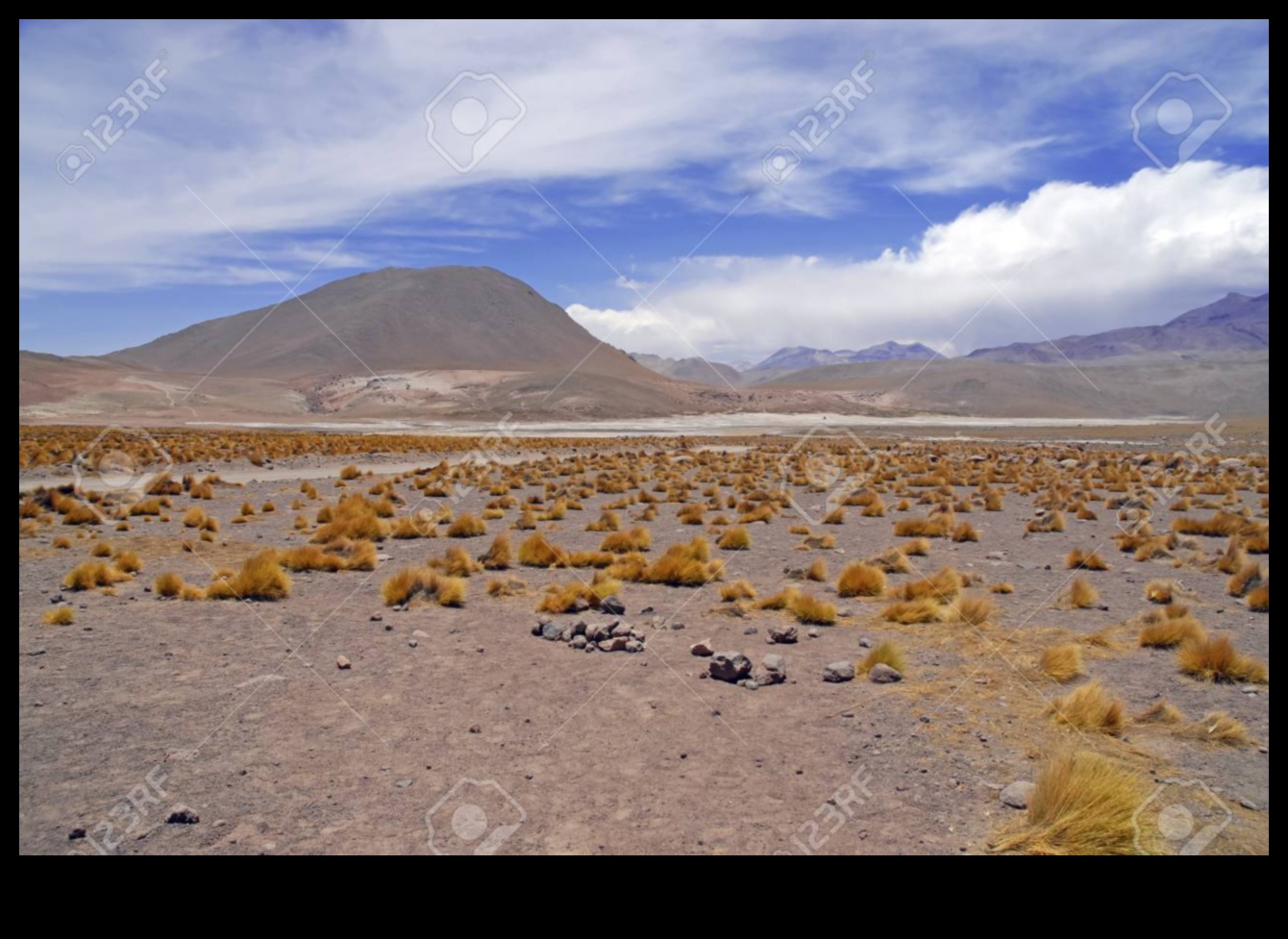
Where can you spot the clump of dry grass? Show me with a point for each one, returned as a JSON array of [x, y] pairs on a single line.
[[1216, 659], [811, 610], [1077, 559], [60, 616], [355, 518], [942, 586], [1083, 803], [738, 590], [1061, 663], [93, 574], [883, 654], [860, 580], [260, 578], [128, 561], [734, 540], [1169, 632], [537, 552], [1090, 708], [1080, 595]]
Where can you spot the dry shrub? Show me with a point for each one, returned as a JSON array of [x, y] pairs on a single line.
[[1090, 708], [1061, 663], [260, 578], [811, 610], [734, 540], [93, 574], [60, 616], [499, 556], [1083, 803], [1080, 595], [883, 654]]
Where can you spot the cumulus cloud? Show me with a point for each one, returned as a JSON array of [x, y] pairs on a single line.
[[1071, 258]]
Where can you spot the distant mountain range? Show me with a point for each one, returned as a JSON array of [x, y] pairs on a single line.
[[803, 357], [415, 345], [1233, 324]]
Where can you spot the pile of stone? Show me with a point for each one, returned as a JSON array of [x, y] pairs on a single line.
[[605, 635], [737, 669]]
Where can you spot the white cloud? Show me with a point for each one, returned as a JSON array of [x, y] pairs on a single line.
[[1083, 259], [286, 132]]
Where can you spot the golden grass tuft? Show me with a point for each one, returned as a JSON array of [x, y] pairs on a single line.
[[811, 610], [1083, 803], [1061, 663], [1169, 632], [883, 654], [60, 616], [1216, 659], [260, 578], [1161, 591], [1090, 708], [93, 574], [734, 540], [860, 580]]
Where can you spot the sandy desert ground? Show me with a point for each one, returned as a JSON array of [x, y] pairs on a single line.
[[328, 715]]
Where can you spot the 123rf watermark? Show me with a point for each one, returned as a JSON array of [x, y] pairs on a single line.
[[121, 113], [819, 124], [834, 813]]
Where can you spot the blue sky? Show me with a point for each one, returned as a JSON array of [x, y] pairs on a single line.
[[988, 189]]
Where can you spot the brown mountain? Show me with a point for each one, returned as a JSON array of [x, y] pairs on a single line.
[[1234, 324], [390, 321]]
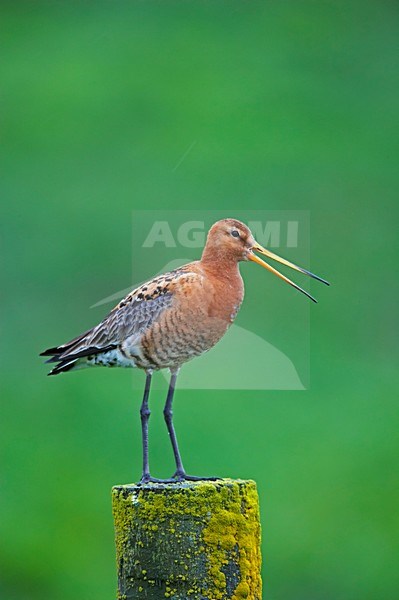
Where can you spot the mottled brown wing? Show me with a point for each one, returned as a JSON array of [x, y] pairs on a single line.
[[129, 318]]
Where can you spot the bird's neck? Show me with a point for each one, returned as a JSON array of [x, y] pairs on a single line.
[[221, 267]]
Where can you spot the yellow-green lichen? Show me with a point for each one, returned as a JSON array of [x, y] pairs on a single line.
[[197, 535]]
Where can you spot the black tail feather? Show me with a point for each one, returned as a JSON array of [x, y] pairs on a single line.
[[62, 367]]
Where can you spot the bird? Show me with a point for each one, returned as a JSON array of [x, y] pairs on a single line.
[[171, 319]]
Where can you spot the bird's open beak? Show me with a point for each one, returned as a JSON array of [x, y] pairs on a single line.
[[258, 248]]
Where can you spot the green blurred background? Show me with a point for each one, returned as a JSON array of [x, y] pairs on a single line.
[[293, 105]]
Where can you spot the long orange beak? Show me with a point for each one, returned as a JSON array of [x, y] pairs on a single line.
[[258, 248]]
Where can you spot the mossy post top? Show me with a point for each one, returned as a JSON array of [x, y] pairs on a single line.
[[194, 540]]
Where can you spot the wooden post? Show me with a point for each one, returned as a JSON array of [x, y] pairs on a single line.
[[189, 540]]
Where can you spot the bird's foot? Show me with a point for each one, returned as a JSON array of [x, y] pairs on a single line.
[[148, 479], [182, 476]]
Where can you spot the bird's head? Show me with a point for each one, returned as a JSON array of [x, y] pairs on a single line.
[[231, 240]]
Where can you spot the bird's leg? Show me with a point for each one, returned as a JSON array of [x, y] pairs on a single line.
[[145, 415], [180, 474], [168, 415]]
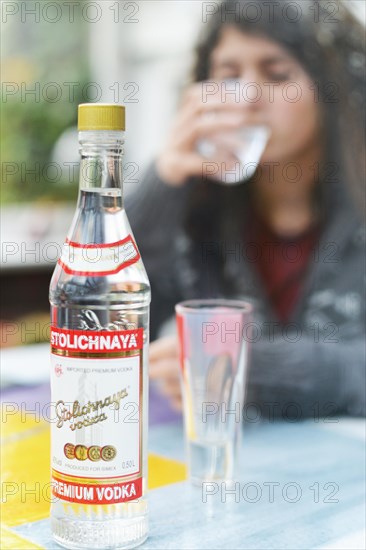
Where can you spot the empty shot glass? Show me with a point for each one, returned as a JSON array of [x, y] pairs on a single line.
[[214, 361]]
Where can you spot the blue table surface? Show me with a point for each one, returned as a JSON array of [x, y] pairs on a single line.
[[302, 486]]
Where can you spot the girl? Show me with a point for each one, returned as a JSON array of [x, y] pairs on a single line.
[[291, 239]]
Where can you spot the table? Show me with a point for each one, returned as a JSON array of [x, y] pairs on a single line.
[[302, 484]]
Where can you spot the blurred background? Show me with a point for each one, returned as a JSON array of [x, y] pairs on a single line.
[[56, 55]]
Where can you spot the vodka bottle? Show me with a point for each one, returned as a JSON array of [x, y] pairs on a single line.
[[99, 296]]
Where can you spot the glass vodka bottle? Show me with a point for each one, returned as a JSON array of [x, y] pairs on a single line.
[[99, 296]]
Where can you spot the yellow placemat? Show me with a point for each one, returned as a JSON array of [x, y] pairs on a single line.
[[25, 472]]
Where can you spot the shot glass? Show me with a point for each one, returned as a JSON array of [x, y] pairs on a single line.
[[214, 362]]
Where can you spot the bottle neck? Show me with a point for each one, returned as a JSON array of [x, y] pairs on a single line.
[[101, 169]]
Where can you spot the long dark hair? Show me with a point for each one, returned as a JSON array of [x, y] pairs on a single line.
[[328, 41]]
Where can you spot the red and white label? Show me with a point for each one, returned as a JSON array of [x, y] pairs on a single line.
[[96, 494], [98, 260], [82, 341], [96, 415]]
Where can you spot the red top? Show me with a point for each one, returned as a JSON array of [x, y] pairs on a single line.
[[281, 263]]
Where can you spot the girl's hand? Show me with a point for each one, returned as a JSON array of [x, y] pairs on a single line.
[[195, 120], [164, 368]]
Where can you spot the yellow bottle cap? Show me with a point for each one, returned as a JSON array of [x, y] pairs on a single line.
[[101, 116]]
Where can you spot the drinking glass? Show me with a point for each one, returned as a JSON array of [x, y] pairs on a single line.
[[214, 361]]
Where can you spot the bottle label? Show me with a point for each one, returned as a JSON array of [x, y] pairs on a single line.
[[96, 379], [98, 260]]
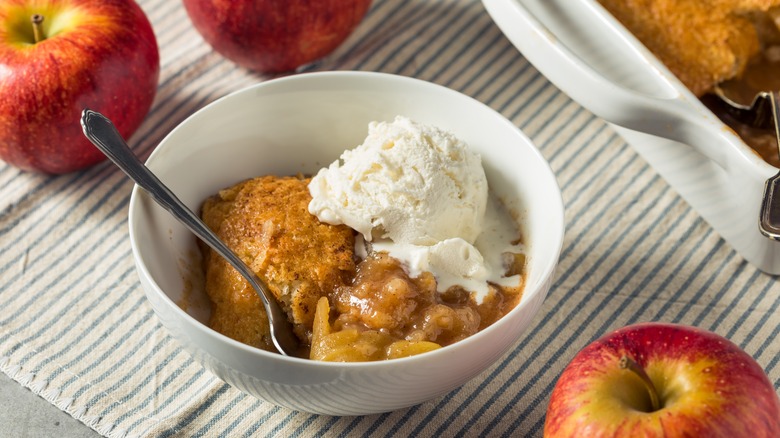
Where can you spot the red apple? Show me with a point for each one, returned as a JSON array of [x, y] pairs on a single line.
[[275, 35], [676, 381], [58, 57]]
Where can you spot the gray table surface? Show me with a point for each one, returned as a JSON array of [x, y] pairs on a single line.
[[26, 415]]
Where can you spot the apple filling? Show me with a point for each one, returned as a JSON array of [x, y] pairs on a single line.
[[731, 45], [344, 307]]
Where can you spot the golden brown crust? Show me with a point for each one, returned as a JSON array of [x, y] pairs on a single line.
[[266, 222], [703, 42]]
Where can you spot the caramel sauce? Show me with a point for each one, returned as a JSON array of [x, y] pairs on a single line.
[[763, 74]]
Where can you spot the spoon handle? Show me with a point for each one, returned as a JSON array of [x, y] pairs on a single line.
[[769, 216], [103, 134]]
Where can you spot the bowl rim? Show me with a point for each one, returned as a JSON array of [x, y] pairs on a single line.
[[545, 276]]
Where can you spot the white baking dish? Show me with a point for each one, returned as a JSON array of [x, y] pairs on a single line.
[[591, 57]]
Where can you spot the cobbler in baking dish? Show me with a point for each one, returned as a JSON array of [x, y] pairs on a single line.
[[733, 44]]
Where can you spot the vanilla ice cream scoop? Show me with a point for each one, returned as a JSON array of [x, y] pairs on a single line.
[[408, 182]]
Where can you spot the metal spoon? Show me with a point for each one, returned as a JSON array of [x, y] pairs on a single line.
[[102, 133], [764, 113]]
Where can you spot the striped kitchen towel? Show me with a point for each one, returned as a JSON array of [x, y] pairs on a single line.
[[75, 327]]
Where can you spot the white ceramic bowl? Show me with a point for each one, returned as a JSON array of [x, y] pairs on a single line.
[[299, 124], [590, 56]]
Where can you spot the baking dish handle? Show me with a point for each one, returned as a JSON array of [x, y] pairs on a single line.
[[674, 118]]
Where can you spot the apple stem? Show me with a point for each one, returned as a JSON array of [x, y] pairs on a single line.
[[630, 364], [37, 21]]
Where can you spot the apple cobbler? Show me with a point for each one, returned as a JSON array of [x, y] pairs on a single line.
[[347, 305], [733, 44]]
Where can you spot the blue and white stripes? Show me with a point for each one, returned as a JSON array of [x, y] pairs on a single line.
[[76, 329]]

☆ ☆ ☆

Brief:
Print out, without change, each line from the line holding "Where can you spot the blue and" to the final line of the material.

The answer:
Where can you spot the blue and white stripes? Show me with a point for each one, returned as a JSON array of [x, y] pairs on a single line.
[[76, 329]]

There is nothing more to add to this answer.